# ENUNCIADO:
Continue o texto sobre o papel do BNDES a partir da última frase apresentada.

# TRECHO DO TEXTO:
------------------------------------------------------------

ESTRATÉGIA DO BANCO ENVOLVE O ESTÍMULO A SETORES PRIORITÁRIOS, À INOVAÇÃO DAS EMPRESAS BRASILEIRAS E À FORMAÇÃO DE GRANDES CONGLOMERADOS NACIONAIS COMPETITIVOS NO MERCADO INTERNACIONAL.
Karen Fernandez Costa
O debate sobre o papel do Banco Nacional de Desenvolvimento Econômico e
Social (BNDES) traz questões importantes e que merecem uma discussão franca e
aberta, pois tangenciam o tema crucial do desenvolvimento brasileiro. Há os que
simplesmente negam a necessidade de bancos de desenvolvimento e os que defendem
uma instituição deste tipo, mas questionam as políticas atualmente empreendidas
pelo BNDES. De modo geral, afirma-se que a instituição premia empresas que
supostamente conseguiriam crédito no mercado e realizariam seus investimentos,
ainda que não obtivessem o auxílio da instituição. Considera-se também que o
financiamento à infraestrutura deveria ocorrer apenas no caso de projetos com
baixo interesse do setor privado. Define-se como papel dos bancos de desenvolvimento
financiar bons projetos, que não tenham acesso a crédito, e ajudar o mercado
nos momentos de crise.
O papel decisivo desempenhado pelo BNDES (e, de modo geral, pelos bancos
públicos) na redução do impacto da crise no Brasil, em 2008, foi amplamente
reconhecido pelo governo, por analistas e pelos formadores de opinião.
Já a política de financiamento das grandes empresas é motivo de ampla
controvérsia. Para tratar desse tema é importante ter como parâmetro as
estratégias de desenvolvimento delineadas por outros países em desenvolvimento.
O exaltado e bem sucedido modelo de desenvolvimento sul-coreano, por exemplo,
não prescindiu do estímulo e do financiamento das grandes empresas (os
chaebols) por parte do Estado. Essas corporações, hoje marcas mundialmente
conhecidas, se tornaram grandes competidoras no mercado internacional.

------------------------------------------------------------

# Itens de dados:
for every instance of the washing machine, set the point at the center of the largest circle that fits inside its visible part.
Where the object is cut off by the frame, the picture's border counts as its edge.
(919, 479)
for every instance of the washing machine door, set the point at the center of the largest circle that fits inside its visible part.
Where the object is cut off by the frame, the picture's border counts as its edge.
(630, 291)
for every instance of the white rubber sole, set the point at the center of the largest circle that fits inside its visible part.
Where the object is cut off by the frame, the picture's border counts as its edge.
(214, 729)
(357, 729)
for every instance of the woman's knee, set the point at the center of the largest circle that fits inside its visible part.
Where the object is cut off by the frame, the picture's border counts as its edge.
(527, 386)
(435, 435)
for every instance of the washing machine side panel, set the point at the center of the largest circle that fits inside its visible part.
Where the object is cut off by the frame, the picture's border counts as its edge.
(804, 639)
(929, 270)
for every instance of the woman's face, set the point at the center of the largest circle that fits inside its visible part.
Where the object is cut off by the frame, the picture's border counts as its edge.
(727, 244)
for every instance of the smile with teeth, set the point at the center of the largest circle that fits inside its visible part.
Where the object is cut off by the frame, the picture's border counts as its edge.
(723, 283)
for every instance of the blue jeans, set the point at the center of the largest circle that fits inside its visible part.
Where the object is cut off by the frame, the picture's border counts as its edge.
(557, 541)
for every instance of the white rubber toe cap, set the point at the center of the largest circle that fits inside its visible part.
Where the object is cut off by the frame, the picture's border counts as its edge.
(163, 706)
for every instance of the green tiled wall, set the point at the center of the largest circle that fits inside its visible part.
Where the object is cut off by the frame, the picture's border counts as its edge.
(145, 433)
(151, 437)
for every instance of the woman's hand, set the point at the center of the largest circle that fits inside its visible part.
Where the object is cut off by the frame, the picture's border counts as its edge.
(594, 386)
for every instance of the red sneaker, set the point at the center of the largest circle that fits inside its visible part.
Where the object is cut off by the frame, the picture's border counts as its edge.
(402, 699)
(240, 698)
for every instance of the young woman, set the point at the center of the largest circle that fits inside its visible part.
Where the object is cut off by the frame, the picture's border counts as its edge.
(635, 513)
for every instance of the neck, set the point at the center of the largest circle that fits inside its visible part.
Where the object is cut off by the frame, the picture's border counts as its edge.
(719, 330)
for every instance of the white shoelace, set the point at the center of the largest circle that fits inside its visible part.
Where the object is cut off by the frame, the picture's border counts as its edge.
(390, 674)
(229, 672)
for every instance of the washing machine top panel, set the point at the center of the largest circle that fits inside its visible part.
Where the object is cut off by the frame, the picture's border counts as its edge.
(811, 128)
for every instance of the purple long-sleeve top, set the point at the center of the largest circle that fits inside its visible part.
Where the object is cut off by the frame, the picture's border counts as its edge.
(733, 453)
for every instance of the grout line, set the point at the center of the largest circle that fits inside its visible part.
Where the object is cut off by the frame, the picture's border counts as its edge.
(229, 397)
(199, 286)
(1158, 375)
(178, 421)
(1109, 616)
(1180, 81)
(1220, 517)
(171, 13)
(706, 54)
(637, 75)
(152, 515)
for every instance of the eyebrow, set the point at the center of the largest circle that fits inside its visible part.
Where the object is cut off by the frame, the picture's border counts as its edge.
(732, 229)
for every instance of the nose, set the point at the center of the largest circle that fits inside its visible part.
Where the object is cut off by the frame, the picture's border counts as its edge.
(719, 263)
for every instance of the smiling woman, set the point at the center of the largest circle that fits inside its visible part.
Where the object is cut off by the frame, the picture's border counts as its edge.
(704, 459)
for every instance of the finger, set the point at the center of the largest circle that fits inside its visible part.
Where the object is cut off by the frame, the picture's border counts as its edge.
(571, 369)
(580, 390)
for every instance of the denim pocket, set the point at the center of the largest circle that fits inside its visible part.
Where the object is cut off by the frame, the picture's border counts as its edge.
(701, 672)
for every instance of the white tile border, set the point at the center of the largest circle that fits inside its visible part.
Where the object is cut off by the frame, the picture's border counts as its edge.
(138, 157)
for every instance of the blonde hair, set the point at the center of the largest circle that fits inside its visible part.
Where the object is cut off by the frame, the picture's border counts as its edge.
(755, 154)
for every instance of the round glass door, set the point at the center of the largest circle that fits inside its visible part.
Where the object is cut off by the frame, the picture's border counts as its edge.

------------------------------------------------------------

# RESPOSTA ESCRITA:
Portanto, conceder financiamento a grandes empresas pode ser vantajoso,
especialmente quando isso se coaduna com uma estratégia de desenvolvimento que
contempla a definição de setores prioritários, o incentivo à P&D e o
estímulo à formação de empresas mundialmente competitivas. Alice Amsden,
referência nas discussões sobre estratégias de desenvolvimento, descreve em
"A ascensão do resto", de forma elogiosa, a estratégia empreendida,
na década de 1990, por Coreia do Sul, Índia e China de primar pelo aumento da
competitividade de líderes nacionais no mercado global. Com algum atraso, o
Brasil parece querer se inspirar nesse caminho. Ao observar a trajetória
recente do BNDES, não resta dúvida de que a estratégia de desenvolvimento por
ele perseguida envolve o estímulo a setores prioritários, à inovação das
empresas brasileiras e à formação de grandes conglomerados nacionais
competitivos no mercado internacional.
Há controvérsias em torno do incentivo às pequenas e médias empresas.
Questiona-se, por exemplo, se o investimento em um projeto como a abertura de
uma loja se justificaria, já que seu impacto social é reduzido. Não existe
razão para conceber o financiamento a esses dois tipos de projetos de maneira
excludente, isto é, ou um ou outro. Até porque ao incentivar empreendimentos em
que não há um impacto social evidente ou, num primeiro momento, potencial
inovador, o BNDES cumpre outro papel, qual seja, o de possibilitar o acesso ao
crédito mais barato (o que, no Brasil, é uma tarefa muito relevante) e a
sobrevivência do pequeno empresário, cujos empreendimentos são importantes
geradores de emprego. Portanto, o apoio a pequenas empresas que geram empregos
e que teriam dificuldades de sobreviver sem esse apoio também gera um impacto
social significativo. Além disso, qualquer empresa pode se tornar inovadora,
até mesmo uma loja em qualquer lugar que seja. No outro caso, o papel da
instituição é garantir que práticas inovadoras e de evidente impacto social
tenham crédito e isto a instituição tem feito, inclusive com o comprometimento
de recursos não-reembolsáveis.
No que diz respeito ao financiamento à infraestrutura, não há dúvida de
que o investimento por parte do setor privado seria o ideal, até porque
permitiria que os recursos aplicados nesse setor pelo banco fossem direcionados
a outras prioridades. Há, no entanto, dificuldades históricas de viabilizar o
investimento do setor privado em projetos de longo prazo como os que caracterizam
essa área. E isso não apenas no Brasil, mas em países como os Estados Unidos em
que a intervenção do Estado não é tão agraciada e conta com profundas
resistências. Em documento publicado pela Casa Branca em fevereiro de 2011 (A
Strategy for American Innovation), o investimento em infraestrutura por parte
do governo é apresentado como essencial e prioritário e se sugere a criação de
um banco nacional para o financiamento de infraestrutura (National
Infrastructure Bank), cujo objetivo seria maximizar o retorno das aplicações do
governo nesse setor.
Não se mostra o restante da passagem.